On Thu, Dec 11, 2003 at 05:57:08PM -0500, Andy Smith wrote:
> I have read with interest your reports of problematic connectivity using
> your DCANet DSL service.  My name is Andy Smith and I'm the senior
> engineer at DCANet.  I've also been lurking around PLUG for quite a
> while now.

Thanks for taking the time to reply, Andy.

I'm still a Speakeasy customer because I still expect to move out of
your region but stay in their's, but I still recommend your service
for folks who are in and intend to stay in the Philadelphia area,
and in no small part because you pay attention to this mailing list.

> Your DSL circuit is a Verizon ADSL circuit, which means Verizon provides
> the loop, and they carry your traffic back over their ATM network to
> DCANet's facility in Philadelphia.

Really. So the ATM link isn't actually COVAD equipment?

(Or are you not a COVAD reseller? I thought you were...)

> Sometimes in this whole process, and lately more frequently, Verizon
> will re-provision which ATM PVC your particular traffic traverses.  This
> happens with no warning to us or to anyone else.

That's insane. I'll wager they notify their internal IP services
when they do this. (Uh, well, actually, based on their quality of
service, maybe not.)

How is this not monopolistic behavior?

Does your contract with them really say they can do that? (If so,
yowch.)

When I settled for ADSL (with Speakeasy for IP and COVAD for DSL),
I never had this problem. But that was two years ago now.

> The problem is that our router has a route for your particular
> IP address pointed to the specific ATM PVC that your ADSL modem
> lives on.

Couldn't the customer's modem be configured to arp for the addresses
they're supposed to have?

Will the customers *outgoing* packets still be routed in this case?
And replies to those packets?

(What the original poster seemed to be describing was just a loss of
addressing, not a loss of connectivity from the inside.)

> Usually the end user just has to release / renew DHCP (or, reboot,
> which does the same thing).  When the computer comes back up and
> requests the IP address via DHCP, our router knows to install the
> /32 route pointed to the ATM PVC from which the DHCP request arrived.
> All is well.

Surely you can see how, for those of us using operating systems
where the typical problem fix is NOT "reboot", this isn't much of a
solution, nor is it much of an "always on" connection.

That said, I'm pretty sure that your routing would *also* get fixed
when the customer automatically renewed at lease expiry, so passing
out leases not too much longer than Verizon's mean-time-to-screw-
everyone-else-involved-for-not-giving-them-money, you should be
able to fix this magically without the customer having to do their
own releasing and renewing.

(I'm presuming that your network and DHCP server could cope with
the load, especially since any sane DHCP server implementation will
randomize the lease times a bit to keep itself from being hit with
a DoS.)

§ **Data excerpts**
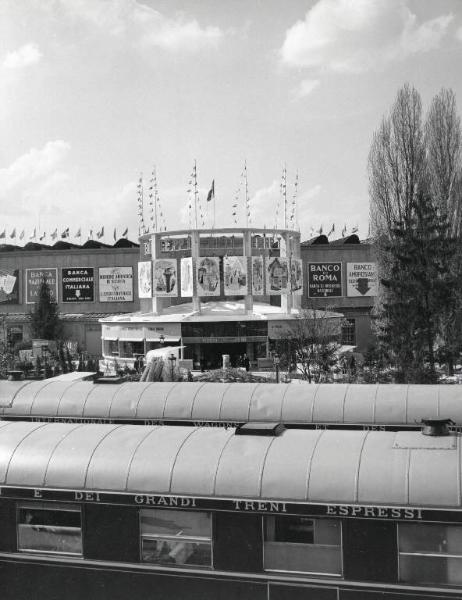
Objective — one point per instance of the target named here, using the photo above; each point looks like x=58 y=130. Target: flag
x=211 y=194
---
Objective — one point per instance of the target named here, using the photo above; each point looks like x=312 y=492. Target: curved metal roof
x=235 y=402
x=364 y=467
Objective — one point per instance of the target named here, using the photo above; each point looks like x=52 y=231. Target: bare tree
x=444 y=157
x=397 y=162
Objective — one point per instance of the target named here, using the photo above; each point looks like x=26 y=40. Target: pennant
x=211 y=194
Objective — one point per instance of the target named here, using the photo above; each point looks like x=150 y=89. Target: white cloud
* * *
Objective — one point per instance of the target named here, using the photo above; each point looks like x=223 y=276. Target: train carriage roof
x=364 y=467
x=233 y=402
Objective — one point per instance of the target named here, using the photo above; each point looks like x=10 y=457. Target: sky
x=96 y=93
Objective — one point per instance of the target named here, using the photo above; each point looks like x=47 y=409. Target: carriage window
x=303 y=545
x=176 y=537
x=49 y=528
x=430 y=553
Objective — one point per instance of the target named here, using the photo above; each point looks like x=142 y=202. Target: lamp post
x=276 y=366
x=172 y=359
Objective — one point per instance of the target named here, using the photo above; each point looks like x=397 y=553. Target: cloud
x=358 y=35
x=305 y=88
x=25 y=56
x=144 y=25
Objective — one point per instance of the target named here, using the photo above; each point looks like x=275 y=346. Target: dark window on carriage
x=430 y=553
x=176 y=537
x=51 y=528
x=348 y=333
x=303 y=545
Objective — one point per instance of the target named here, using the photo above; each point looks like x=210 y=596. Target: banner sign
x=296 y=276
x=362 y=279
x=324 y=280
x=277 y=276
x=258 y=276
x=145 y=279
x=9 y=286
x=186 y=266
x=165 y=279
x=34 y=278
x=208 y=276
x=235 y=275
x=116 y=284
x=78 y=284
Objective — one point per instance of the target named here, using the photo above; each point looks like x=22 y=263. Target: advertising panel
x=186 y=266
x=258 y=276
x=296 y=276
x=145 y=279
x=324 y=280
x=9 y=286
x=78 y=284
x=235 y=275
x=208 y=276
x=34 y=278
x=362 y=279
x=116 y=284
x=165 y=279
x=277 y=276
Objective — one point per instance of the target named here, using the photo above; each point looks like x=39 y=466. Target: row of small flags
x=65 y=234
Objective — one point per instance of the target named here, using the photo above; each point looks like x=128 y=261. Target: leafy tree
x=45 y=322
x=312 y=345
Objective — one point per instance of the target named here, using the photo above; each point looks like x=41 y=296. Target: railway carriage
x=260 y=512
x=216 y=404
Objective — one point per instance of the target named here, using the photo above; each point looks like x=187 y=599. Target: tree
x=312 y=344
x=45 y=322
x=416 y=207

§ **Instructions for the task**
Repeat the part of the DSL mailing-list message from "(Or are you" up to and including "service, maybe not.)", word for word.

§ **Finished answer**
(Or are you not a COVAD reseller? I thought you were...)

> Sometimes in this whole process, and lately more frequently, Verizon
> will re-provision which ATM PVC your particular traffic traverses.  This
> happens with no warning to us or to anyone else.

That's insane. I'll wager they notify their internal IP services
when they do this. (Uh, well, actually, based on their quality of
service, maybe not.)